**EXERCISE:** Format every line of the records below as a Markdown table with the columns No. and Line, numbering each line and skipping blank lines.

**RECORDS TO PROCESS:**
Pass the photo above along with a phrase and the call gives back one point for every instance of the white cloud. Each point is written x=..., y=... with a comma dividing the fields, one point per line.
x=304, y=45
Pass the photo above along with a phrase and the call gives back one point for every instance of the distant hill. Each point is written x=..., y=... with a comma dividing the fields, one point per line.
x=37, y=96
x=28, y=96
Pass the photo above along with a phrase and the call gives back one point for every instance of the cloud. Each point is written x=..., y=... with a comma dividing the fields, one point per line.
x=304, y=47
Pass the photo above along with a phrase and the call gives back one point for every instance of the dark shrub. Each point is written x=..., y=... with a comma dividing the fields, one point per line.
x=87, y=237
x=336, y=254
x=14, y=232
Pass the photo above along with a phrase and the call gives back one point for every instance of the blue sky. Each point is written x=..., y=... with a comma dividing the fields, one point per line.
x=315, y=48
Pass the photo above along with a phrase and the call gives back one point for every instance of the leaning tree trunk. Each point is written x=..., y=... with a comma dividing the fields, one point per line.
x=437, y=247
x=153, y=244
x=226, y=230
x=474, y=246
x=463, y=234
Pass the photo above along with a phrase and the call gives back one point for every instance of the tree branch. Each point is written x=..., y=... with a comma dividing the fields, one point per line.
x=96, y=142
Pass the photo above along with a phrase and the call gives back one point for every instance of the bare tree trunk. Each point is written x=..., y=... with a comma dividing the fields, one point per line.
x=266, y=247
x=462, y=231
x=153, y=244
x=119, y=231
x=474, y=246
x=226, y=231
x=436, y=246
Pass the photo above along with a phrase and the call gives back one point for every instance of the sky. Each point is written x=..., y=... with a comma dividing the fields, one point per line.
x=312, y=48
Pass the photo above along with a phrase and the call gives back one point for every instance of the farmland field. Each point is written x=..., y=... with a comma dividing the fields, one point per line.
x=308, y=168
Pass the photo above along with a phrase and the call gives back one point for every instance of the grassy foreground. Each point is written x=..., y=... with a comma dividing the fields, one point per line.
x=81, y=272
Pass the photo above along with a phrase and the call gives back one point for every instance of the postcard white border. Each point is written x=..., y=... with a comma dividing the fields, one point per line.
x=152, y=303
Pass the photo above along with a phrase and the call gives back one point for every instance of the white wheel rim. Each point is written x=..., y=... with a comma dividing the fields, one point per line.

**FINAL RESULT:**
| No. | Line |
|---|---|
| 1 | Pass the photo above along with a phrase and the call gives back one point for every instance of the white cloud. Each point is written x=..., y=... with a comma dividing the fields, one point per line. |
| 2 | x=304, y=45 |
| 3 | Pass the photo above along with a phrase and the call gives back one point for every instance of the distant hill. Each point is written x=..., y=... with a comma dividing the fields, one point per line. |
| 4 | x=37, y=96 |
| 5 | x=28, y=96 |
| 6 | Pass the photo above along with a phrase and the call gives back one point for every instance of the cloud. Each point is written x=..., y=... with a comma dividing the fields, one point per line. |
| 7 | x=304, y=47 |
| 8 | Pass the photo above along with a phrase and the call gives back one point for every instance of the dark shrub. Each point is written x=..., y=... with a comma dividing the fields, one point per line. |
| 9 | x=87, y=237 |
| 10 | x=336, y=254 |
| 11 | x=14, y=232 |
| 12 | Pass the photo above along with a phrase and the call gives back one point for every instance of the blue sky. Each point is written x=..., y=... with a comma dividing the fields, one point per line. |
| 13 | x=315, y=48 |
| 14 | Pass the photo above along with a phrase and the call gives back one point for every instance of the leaning tree trunk. Each point is written x=..., y=... with a comma dividing the fields, one point per line. |
| 15 | x=437, y=247 |
| 16 | x=153, y=244 |
| 17 | x=226, y=230 |
| 18 | x=474, y=246 |
| 19 | x=463, y=234 |
| 20 | Pass the photo above along with a phrase and the call gives back one point for every instance of the tree branch. Each point is written x=..., y=... with a comma dividing the fields, one point per line. |
| 21 | x=96, y=142 |
| 22 | Pass the photo above along with a phrase and the call gives back one point for every instance of the bare tree trunk. Each point is written x=..., y=... with a comma dividing the fields, one point per line. |
| 23 | x=266, y=247 |
| 24 | x=462, y=231 |
| 25 | x=153, y=244 |
| 26 | x=119, y=231 |
| 27 | x=474, y=246 |
| 28 | x=226, y=231 |
| 29 | x=436, y=246 |
| 30 | Pass the photo above along with a phrase and the call gives back one point for every instance of the sky. Each point is written x=..., y=... with a comma dividing the fields, one point per line. |
| 31 | x=312, y=48 |
| 32 | Pass the photo above along with a phrase and the call gives back one point for every instance of the farmland field. Each point is written x=..., y=... with a comma dividing the fields, one point per line. |
| 33 | x=308, y=168 |
| 34 | Pass the photo above along with a phrase and the call gives back one point for every instance of the grassy foreground. Each point is written x=..., y=... with a comma dividing the fields, one point per line. |
| 35 | x=81, y=272 |
| 36 | Pass the photo above along with a phrase and the call gives back one point for every instance of the postcard white border. Each point is written x=..., y=... with a comma dividing the fields, one point per line. |
| 37 | x=152, y=303 |
| 38 | Pass the photo above along with a phrase and the call gives back one point for every instance of the white wheel rim. Each point is written x=..., y=... with a comma dividing the fields, one point per line. |